* _Dataset extract_
◇ ◇ ◇ ◇
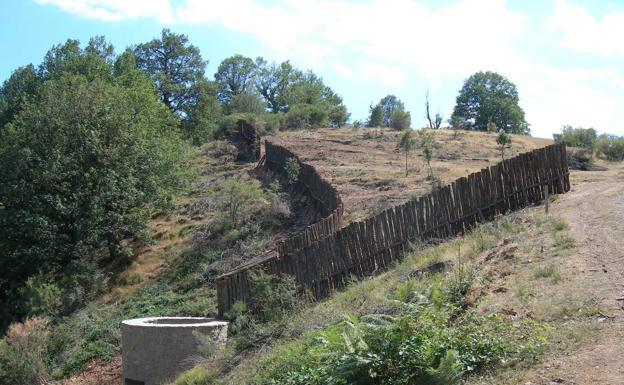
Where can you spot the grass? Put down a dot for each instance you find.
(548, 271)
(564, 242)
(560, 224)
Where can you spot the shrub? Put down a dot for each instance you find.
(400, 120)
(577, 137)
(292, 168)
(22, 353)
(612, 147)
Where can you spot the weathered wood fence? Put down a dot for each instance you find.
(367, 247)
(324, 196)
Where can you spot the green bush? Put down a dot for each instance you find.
◇ ◇ ◇ ◇
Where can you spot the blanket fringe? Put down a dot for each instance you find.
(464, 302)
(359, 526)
◇ ◇ ◇ ◇
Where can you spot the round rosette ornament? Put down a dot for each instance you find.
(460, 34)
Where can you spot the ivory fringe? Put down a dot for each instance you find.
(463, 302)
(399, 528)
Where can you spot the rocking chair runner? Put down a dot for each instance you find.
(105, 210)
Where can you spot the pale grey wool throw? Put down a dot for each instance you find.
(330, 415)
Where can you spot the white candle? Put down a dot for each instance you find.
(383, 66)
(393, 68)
◇ ◇ ◇ ◇
* _The problem_
Please output exactly the lines between the one holding "Where can you spot the grass?" and the one holding "Where can you spot the green" in the records above, inclusive, and nothing more.

* _Response box_
Where can you spot the grass? Put down a dot for each instance you find.
(548, 271)
(564, 242)
(560, 224)
Where can you spot the shrub? Put down a dot for each instance you find.
(400, 120)
(577, 137)
(292, 168)
(22, 353)
(612, 147)
Where can you spot the weathered wood fence? Put down a dot for each instance you find.
(367, 247)
(324, 196)
Where can you spot the green bush? Put down a dot for each instance you find.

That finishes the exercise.